Request 1: Number the rows in the stretch from the line containing "Find the white" through the end of the rows, one list item per line, and skip any blank lines.

Selected extract:

BEGIN

FIG. 14 shows the same winding arrangement as FIG. 13, with an additional structural part 2′ corresponding with structural part 2. Structural part 2′ is connected the same way as structural part 2, i.e., with the end of its joint bar end area 13 at the end of its slot bar leg 8 b′ with the joint 16 of structural part 3. It is connected on the opposite side with the connecting line 6 b′ in a layered scale-like pattern over the connecting line 6 b of structural part 2 in such a way that the joint 16 ends up over the slot bar end of structural part 3 connecting the joint bar end area 13 of structural part 2′.

A complete winding arrangement of slot bars 8 is created by placing additional structural parts 2 and 3 in each second slot in accordance with FIG. 14. The connecting lines of structural parts 2 and 2′, respectively, then create a second connecting line layer 30 similar to layer 28 on the other face. Each bare end of connecting lines 6 a, 6 b of the structural parts 2, 3 faces upwards in these layers in such a way that the joints 16 are not covered by connecting lines of the same layer. Each connecting line layer 28 and 30 is layered at a slant angle in such a way that the connecting line 6 b (in the exploded view of the drawing) runs from the bottom left to the top right, and the connecting lines 6 a from the bottom right to the top left.

Welding structural part 2 to the matching structural part 3 creates a complete winding of a spiral shaped coil. The connecting line 6 b of structural part 2 layered at a slant angle takes the winding to the next-higher winding layer. The spiral is extended by putting a structural part 1—not shown in FIG. 14—on structural part 3 of the first winding. This creates the beginning of the new winding layer. The connecting area 13 of joint bar 10 a thus places structural part 1 on the joint 16 of the corresponding structural part 2 and is connected with it as described above. Since the slot bar 10 a of structural part 1 is located at the level of the bottom of the slot bar 8 a of structural part 1, the height difference created in the connecting line layer 30 resulting from the slant layering is not leveled out, but ends up creating a spiral instead. Structural parts of type 1 are placed on all structural parts 3 in order to create a complete winding. These type 1 structural parts are again welded on the corresponding joints 16 of the structural parts 2. Additional structural parts 2 are placed in the remaining slots, i.e., each second slot on top of the structural parts 2, and then welded to the joints 16 of structural parts 1, thus completing this second winding arrangement. The connecting lines of structural part 1 create another connecting line layer 28. The composition of this layer is the same as the connecting line layer 28 of structural parts 3 shown in FIG. 14. Once the second winding layer has been installed and connected, several interlaced coils each having two windings with connecting lines staggered in one another have been created.

END

Records supplied:
BEGIN

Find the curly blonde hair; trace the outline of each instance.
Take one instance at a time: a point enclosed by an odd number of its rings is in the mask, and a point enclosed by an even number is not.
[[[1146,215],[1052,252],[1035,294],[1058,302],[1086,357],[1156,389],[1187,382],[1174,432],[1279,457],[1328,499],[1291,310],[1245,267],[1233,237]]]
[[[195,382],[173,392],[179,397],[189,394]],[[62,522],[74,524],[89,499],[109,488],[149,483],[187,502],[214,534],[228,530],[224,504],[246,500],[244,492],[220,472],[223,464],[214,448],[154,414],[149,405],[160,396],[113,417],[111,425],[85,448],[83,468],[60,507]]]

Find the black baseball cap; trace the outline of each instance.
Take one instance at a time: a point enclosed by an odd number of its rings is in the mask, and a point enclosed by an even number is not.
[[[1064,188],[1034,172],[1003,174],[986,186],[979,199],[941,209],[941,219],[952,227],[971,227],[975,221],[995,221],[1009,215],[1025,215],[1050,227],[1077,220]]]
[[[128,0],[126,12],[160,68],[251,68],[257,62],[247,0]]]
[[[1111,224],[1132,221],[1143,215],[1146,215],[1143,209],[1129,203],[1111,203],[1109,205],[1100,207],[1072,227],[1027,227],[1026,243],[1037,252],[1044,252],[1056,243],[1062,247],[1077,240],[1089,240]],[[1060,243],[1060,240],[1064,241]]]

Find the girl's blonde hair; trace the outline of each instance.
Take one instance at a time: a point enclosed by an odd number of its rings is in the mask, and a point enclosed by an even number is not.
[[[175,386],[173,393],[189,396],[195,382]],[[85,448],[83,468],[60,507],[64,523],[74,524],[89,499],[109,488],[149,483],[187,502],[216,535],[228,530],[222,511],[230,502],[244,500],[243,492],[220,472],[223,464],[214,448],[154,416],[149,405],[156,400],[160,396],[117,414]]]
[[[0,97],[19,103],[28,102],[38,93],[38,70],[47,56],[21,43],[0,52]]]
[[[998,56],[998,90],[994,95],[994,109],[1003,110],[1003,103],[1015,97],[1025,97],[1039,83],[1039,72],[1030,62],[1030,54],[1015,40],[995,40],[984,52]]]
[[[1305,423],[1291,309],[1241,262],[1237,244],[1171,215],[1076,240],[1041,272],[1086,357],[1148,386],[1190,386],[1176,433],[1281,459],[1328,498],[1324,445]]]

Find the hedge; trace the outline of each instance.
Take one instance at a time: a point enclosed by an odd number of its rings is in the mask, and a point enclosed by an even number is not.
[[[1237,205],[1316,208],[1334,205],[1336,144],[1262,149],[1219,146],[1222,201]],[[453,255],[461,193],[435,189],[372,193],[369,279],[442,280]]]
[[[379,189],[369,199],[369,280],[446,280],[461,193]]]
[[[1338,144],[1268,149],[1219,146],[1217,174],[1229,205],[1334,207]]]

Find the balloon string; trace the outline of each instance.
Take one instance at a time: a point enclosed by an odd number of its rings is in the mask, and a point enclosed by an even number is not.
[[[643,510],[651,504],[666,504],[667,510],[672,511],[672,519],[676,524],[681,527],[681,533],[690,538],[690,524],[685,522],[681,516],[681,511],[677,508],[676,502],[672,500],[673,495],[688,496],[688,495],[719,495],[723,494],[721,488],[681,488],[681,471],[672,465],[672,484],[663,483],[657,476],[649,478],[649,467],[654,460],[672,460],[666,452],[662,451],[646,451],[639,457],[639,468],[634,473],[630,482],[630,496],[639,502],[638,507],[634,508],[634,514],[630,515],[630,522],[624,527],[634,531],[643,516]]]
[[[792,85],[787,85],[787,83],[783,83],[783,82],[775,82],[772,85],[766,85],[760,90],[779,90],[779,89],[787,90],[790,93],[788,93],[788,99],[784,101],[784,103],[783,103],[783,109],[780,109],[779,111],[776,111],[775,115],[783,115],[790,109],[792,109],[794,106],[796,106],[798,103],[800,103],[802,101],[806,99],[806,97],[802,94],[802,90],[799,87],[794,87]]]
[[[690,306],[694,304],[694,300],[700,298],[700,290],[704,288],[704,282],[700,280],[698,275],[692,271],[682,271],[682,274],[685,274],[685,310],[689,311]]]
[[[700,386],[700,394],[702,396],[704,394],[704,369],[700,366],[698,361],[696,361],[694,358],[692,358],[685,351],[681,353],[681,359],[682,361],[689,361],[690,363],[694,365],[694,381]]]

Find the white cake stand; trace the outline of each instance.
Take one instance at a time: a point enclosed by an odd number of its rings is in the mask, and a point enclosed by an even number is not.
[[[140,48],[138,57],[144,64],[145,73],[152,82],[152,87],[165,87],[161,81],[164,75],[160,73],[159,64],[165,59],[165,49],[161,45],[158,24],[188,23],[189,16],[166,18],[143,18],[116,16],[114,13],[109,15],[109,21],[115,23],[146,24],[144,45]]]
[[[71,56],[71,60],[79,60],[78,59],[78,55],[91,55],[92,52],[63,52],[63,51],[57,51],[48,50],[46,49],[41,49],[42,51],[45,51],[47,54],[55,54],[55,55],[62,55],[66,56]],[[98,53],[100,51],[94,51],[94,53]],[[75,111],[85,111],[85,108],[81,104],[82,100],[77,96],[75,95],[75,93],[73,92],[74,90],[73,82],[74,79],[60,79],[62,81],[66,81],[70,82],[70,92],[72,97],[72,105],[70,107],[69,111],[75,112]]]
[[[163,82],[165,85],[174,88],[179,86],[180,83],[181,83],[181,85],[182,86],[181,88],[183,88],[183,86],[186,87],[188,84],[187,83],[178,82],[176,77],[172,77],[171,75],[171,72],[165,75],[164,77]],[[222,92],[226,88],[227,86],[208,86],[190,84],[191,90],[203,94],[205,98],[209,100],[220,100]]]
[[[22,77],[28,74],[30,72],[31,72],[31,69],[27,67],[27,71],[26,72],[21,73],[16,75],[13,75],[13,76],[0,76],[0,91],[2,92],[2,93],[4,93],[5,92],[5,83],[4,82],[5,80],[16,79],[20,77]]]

END

Request 2: Write out the stretch of the winding description from "FIG. 14 shows" through "structural part 2′.".

Full solution 1:
1. Find the white cake stand; trace the outline of each instance.
2. Take one instance at a time: a point enclosed by an odd number of its rings is in the mask, and a point enclosed by an even number is not.
3. [[[140,48],[138,57],[144,64],[145,73],[152,82],[152,87],[165,87],[161,81],[164,75],[160,73],[159,64],[165,59],[165,49],[161,45],[158,24],[188,23],[189,16],[166,18],[143,18],[116,16],[114,13],[109,15],[109,21],[115,23],[146,24],[144,45]]]
4. [[[71,56],[71,60],[79,60],[78,59],[78,55],[91,55],[92,52],[63,52],[63,51],[57,51],[48,50],[46,49],[41,49],[42,51],[45,51],[47,54],[55,54],[55,55],[62,55],[66,56]],[[98,53],[100,51],[94,51],[94,53]],[[75,111],[85,111],[85,108],[81,104],[82,100],[77,96],[75,95],[75,93],[73,92],[74,90],[73,82],[74,79],[60,79],[62,81],[66,81],[70,82],[70,92],[72,97],[72,105],[70,107],[69,111],[75,112]]]
5. [[[163,82],[165,85],[174,88],[179,86],[180,83],[181,83],[181,85],[182,86],[181,88],[183,88],[183,86],[186,87],[188,84],[187,83],[178,82],[176,77],[172,77],[171,75],[171,72],[165,75],[164,77]],[[222,92],[226,88],[227,86],[208,86],[190,84],[191,90],[203,94],[205,98],[209,100],[220,100]]]
6. [[[22,77],[28,74],[30,72],[31,72],[31,69],[27,67],[27,71],[26,72],[21,73],[16,75],[13,75],[13,76],[0,76],[0,91],[2,92],[2,93],[4,93],[5,92],[5,83],[4,82],[5,80],[16,79],[20,77]]]

Full solution 2:
FIG. 14 shows the same winding arrangement as FIG. 13, with an additional structural part 2′ corresponding with structural part 2. Structural part 2′ is connected the same way as structural part 2, i.e., with the end of its joint bar end area 13 at the end of its slot bar leg 8 b′ with the joint 16 of structural part 3. It is connected on the opposite side with the connecting line 6 b′ in a layered scale-like pattern over the connecting line 6 b of structural part 2 in such a way that the joint 16 ends up over the slot bar end of structural part 3 connecting the joint bar end area 13 of structural part 2′.